__SHORT EXERCISE A__.
In the records, from the first line down to the line containing "top-left (0, 78), bottom-right (450, 349)", rename "ROI" to "Target" wherever it occurs, keeping everything else unchanged. Give back only those lines.
___ TEXT PASSAGE ___
[PATCH v10 01/26] docs: gunyah: Introduce Gunyah Hypervisor

Elliot Berman quic_eberman at quicinc.com
Tue Feb 28 16:00:48 PST 2023



On 2/23/2023 3:41 PM, Alex Elder wrote:
> On 2/14/23 3:12 PM, Elliot Berman wrote:
>> Gunyah is an open-source Type-1 hypervisor developed by Qualcomm. It
>> does not depend on any lower-privileged OS/kernel code for its core
>> functionality. This increases its security and can support a smaller
>> trusted computing based when compared to Type-2 hypervisors.
>>
>> Add documentation describing the Gunyah hypervisor and the main
>> components of the Gunyah hypervisor which are of interest to Linux
>> virtualization development.
>>
>> Reviewed-by: Bagas Sanjaya <bagasdotme at gmail.com>
>> Signed-off-by: Elliot Berman <quic_eberman at quicinc.com>
>> ---
>>   Documentation/virt/gunyah/index.rst         | 113 ++++++++++++++++++++
>>   Documentation/virt/gunyah/message-queue.rst |  61 +++++++++++
>>   Documentation/virt/index.rst                |   1 +
>>   3 files changed, 175 insertions(+)
>>   create mode 100644 Documentation/virt/gunyah/index.rst
>>   create mode 100644 Documentation/virt/gunyah/message-queue.rst
>>
>> diff --git a/Documentation/virt/gunyah/index.rst 
>> b/Documentation/virt/gunyah/index.rst
>> new file mode 100644
>> index 000000000000..45adbbc311db
>> --- /dev/null
>> +++ b/Documentation/virt/gunyah/index.rst
>> @@ -0,0 +1,113 @@
>> +.. SPDX-License-Identifier: GPL-2.0
>> +
>> +=================
>> +Gunyah Hypervisor
>> +=================
>> +
>> +.. toctree::
>> +   :maxdepth: 1
>> +
>> +   message-queue
>> +
>> +Gunyah is a Type-1 hypervisor which is independent of any OS kernel, 
>> and runs in
>> +a higher CPU privilege level. It does not depend on any 
>> lower-privileged operating system
>> +for its core functionality. This increases its security and can 
>> support a much smaller
>> +trusted computing base than a Type-2 hypervisor.
___
__SHORT EXERCISE B__.
According to the Gunyah patch email, which company developed the Gunyah hypervisor?
___ MATERIAL PROVIDED ___
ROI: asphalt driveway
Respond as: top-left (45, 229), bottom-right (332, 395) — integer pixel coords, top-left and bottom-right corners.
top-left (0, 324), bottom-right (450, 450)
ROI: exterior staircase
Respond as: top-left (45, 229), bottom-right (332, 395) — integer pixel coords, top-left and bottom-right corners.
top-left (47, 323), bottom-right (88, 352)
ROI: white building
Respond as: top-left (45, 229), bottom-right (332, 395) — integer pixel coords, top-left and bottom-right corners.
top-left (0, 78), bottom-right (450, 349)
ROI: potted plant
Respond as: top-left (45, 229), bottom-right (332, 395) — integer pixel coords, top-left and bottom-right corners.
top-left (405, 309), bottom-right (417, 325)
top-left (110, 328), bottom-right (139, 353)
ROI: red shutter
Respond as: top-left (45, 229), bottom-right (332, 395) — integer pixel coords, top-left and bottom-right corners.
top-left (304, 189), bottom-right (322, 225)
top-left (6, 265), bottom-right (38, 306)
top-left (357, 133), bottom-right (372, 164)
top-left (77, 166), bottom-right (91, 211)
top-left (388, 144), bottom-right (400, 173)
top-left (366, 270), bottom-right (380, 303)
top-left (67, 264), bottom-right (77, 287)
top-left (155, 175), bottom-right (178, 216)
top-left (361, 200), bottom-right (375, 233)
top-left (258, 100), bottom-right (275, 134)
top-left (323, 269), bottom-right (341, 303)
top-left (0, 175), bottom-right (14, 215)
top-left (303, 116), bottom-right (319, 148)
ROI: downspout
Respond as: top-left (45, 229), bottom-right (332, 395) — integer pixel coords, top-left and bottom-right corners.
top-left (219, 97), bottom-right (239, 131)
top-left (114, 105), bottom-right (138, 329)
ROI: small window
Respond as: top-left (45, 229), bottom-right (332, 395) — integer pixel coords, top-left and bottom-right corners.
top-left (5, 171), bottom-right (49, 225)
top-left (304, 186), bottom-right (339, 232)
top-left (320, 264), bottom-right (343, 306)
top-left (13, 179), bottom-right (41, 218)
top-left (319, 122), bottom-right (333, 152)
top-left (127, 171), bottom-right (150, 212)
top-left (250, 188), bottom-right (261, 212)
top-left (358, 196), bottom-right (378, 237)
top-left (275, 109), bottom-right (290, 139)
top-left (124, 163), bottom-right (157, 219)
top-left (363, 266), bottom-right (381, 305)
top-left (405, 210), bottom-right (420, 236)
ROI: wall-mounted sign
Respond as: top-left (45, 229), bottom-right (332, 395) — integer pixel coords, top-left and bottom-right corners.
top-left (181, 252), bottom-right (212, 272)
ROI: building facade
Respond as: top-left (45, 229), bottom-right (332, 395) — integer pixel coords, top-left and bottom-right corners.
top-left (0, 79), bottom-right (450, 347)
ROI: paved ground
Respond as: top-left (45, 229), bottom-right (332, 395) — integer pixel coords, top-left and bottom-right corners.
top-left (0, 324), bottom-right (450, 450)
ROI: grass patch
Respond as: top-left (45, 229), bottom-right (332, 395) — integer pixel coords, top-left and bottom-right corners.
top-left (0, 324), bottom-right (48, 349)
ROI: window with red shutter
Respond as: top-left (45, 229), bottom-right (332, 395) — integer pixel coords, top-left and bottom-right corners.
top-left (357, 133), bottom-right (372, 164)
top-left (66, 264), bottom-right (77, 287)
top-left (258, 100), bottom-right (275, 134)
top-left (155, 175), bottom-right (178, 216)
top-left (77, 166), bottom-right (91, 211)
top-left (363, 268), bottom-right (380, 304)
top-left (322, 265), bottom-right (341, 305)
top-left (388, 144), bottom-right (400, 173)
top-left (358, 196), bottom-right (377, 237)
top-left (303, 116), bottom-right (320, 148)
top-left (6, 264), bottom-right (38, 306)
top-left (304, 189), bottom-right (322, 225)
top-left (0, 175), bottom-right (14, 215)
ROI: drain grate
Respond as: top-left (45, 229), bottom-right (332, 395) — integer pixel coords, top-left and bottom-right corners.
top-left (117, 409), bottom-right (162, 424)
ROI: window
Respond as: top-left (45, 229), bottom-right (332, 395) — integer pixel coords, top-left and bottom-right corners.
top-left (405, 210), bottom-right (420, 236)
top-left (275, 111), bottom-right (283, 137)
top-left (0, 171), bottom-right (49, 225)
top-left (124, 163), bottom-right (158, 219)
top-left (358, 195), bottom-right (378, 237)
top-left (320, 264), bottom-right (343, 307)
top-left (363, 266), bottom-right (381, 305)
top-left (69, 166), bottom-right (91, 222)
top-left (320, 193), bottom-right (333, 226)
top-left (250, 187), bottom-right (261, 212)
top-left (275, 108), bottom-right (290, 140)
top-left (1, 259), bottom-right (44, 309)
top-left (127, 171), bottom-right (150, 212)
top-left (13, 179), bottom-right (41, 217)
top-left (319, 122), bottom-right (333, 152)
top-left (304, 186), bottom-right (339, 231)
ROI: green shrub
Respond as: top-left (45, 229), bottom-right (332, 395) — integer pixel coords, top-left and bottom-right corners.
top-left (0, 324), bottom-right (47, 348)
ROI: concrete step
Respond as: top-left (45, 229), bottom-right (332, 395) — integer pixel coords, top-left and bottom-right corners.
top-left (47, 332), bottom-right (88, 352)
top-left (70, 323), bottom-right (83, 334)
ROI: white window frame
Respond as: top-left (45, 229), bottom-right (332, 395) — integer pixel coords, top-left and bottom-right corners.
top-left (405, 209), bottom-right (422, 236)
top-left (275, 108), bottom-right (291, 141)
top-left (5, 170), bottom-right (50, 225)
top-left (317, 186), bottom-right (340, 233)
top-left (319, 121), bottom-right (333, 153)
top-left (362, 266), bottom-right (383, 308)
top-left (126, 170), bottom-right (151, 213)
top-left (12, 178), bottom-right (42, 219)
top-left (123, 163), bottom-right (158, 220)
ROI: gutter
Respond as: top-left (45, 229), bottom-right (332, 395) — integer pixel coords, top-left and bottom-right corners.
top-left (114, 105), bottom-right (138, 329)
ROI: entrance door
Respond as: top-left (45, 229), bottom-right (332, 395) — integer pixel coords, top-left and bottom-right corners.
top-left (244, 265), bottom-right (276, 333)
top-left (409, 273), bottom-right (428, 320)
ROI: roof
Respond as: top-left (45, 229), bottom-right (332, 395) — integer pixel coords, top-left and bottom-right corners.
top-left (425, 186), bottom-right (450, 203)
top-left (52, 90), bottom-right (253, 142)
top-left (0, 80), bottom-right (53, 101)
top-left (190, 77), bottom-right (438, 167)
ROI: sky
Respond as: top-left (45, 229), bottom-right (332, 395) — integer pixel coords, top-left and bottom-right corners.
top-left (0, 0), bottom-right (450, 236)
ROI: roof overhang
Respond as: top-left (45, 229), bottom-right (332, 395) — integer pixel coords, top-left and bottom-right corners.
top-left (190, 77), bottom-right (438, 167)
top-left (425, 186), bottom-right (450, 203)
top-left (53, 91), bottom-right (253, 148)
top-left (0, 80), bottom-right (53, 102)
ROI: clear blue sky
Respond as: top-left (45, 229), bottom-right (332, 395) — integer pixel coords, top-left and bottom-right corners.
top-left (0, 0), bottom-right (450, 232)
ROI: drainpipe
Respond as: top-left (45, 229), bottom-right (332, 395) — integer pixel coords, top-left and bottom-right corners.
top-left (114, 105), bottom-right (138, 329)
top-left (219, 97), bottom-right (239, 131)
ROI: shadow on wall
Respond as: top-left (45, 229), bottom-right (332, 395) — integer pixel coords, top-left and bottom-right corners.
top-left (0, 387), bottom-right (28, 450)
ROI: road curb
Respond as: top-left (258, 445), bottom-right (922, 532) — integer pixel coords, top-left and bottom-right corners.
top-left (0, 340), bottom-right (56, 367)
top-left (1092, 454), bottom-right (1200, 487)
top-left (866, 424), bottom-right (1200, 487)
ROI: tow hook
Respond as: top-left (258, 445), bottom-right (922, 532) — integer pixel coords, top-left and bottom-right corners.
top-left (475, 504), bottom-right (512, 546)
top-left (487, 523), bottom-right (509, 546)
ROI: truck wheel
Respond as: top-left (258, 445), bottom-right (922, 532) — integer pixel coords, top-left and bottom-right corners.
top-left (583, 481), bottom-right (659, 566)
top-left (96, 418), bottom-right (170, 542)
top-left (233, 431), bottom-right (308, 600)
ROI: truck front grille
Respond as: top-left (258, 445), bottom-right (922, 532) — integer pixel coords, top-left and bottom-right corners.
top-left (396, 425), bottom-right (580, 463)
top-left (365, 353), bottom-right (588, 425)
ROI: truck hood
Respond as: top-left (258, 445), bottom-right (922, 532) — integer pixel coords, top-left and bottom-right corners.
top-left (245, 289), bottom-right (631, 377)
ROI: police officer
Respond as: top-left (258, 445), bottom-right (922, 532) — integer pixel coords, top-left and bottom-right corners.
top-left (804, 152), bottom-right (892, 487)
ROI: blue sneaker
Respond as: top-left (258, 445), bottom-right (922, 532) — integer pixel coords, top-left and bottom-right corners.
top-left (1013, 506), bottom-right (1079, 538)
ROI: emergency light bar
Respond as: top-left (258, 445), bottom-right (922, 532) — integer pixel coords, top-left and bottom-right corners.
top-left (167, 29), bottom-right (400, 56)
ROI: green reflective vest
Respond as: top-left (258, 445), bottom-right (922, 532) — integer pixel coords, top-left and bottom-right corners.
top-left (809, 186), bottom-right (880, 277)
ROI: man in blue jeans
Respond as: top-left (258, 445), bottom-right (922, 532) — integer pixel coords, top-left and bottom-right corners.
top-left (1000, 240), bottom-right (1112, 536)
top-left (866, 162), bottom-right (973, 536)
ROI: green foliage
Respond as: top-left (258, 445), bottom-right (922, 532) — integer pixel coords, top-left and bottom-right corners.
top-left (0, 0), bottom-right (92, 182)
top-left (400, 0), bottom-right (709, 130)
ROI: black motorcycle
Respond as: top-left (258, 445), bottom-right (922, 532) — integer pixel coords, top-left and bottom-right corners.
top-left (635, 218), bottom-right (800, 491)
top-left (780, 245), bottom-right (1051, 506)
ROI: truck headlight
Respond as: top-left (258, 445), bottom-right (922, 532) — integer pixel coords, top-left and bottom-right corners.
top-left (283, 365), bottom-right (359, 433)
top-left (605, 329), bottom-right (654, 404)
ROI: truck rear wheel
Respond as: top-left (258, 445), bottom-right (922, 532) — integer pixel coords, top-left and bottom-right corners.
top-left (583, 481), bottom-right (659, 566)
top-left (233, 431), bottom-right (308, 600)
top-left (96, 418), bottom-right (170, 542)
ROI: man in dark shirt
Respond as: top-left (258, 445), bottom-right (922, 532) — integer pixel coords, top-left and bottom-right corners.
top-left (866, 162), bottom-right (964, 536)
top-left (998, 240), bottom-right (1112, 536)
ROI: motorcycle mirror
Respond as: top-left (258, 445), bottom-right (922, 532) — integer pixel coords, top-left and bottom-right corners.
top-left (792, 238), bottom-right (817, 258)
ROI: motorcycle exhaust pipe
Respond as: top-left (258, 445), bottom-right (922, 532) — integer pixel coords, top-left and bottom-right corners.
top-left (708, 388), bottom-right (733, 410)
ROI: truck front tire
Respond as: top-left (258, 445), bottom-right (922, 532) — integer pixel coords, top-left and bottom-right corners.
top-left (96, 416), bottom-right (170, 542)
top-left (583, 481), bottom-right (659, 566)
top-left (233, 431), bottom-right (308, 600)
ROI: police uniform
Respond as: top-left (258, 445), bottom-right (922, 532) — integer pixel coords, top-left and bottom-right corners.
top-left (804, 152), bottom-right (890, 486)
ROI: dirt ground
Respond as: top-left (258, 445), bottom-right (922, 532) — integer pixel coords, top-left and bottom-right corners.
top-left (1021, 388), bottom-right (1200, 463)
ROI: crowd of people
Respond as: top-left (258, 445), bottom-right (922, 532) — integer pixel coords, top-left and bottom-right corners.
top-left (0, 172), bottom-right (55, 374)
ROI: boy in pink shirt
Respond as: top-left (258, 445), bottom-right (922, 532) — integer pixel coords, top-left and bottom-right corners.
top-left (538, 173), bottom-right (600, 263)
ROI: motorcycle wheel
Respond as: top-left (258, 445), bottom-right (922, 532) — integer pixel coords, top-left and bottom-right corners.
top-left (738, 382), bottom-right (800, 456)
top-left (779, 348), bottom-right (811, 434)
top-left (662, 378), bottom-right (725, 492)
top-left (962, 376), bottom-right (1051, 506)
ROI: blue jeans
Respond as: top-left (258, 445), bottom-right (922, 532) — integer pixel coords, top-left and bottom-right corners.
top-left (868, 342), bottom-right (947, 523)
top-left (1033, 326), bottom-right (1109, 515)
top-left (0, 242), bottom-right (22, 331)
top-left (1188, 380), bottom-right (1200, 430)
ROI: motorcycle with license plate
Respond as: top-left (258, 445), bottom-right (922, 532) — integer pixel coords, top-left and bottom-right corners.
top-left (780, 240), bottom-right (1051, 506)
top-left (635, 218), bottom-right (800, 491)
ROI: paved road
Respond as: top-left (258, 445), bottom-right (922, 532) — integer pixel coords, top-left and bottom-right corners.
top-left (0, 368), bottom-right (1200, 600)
___
__TASK ANSWER A__.
Target: asphalt driveway
Respond as: top-left (45, 229), bottom-right (332, 395) — integer pixel coords, top-left and bottom-right corners.
top-left (0, 324), bottom-right (450, 450)
Target: exterior staircase
Respond as: top-left (45, 229), bottom-right (332, 395) — integer pixel coords, top-left and bottom-right corners.
top-left (47, 323), bottom-right (88, 352)
Target: white building
Respond as: top-left (45, 229), bottom-right (332, 395) — integer pixel coords, top-left and bottom-right corners.
top-left (0, 78), bottom-right (450, 349)

__TASK ANSWER B__.
Qualcomm